Items from a dataset:
★ ★ ★

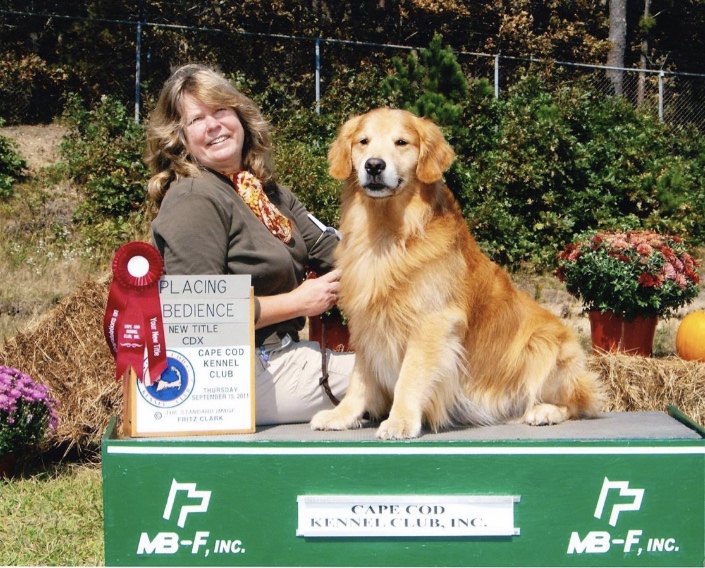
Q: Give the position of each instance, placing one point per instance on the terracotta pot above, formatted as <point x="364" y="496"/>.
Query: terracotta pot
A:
<point x="612" y="333"/>
<point x="337" y="335"/>
<point x="7" y="465"/>
<point x="605" y="331"/>
<point x="638" y="335"/>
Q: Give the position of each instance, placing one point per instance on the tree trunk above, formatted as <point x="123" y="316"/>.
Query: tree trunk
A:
<point x="641" y="87"/>
<point x="618" y="45"/>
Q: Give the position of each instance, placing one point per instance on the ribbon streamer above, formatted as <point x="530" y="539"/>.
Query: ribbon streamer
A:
<point x="133" y="315"/>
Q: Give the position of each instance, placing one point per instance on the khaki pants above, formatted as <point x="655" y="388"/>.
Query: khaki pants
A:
<point x="287" y="382"/>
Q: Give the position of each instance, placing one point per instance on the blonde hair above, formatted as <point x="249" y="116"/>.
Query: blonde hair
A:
<point x="167" y="155"/>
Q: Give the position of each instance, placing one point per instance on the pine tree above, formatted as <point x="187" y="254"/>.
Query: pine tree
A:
<point x="429" y="84"/>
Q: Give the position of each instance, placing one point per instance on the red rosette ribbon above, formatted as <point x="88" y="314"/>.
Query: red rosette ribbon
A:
<point x="133" y="315"/>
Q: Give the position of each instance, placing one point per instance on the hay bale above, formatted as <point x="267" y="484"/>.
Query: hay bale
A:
<point x="643" y="383"/>
<point x="65" y="349"/>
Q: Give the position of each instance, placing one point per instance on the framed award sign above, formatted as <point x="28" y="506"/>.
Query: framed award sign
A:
<point x="207" y="385"/>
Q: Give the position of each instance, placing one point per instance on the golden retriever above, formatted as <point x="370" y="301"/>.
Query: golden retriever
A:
<point x="441" y="335"/>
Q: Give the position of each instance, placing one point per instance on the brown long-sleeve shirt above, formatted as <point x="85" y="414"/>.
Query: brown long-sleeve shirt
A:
<point x="204" y="227"/>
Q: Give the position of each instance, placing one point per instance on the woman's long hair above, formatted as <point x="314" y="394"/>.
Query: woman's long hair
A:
<point x="167" y="156"/>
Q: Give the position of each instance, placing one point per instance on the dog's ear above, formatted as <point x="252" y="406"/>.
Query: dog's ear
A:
<point x="339" y="154"/>
<point x="435" y="154"/>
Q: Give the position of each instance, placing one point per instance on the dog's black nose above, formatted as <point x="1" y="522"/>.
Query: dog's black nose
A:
<point x="375" y="166"/>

★ ★ ★

TASK INSTRUCTIONS: Rewrite the lines from the line with "the dog's black" through the end of the entries, requests included, and scale each point coordinate in the answers by 0.5, rounding to whole numbers with halves rounded up. Leave the numbers in the requests and in their format samples unchanged.

TASK SOLUTION:
Q: Give the position of each instance, placing one point per instance on the dog's black nose above, formatted as <point x="1" y="522"/>.
Query: dog's black nose
A:
<point x="188" y="83"/>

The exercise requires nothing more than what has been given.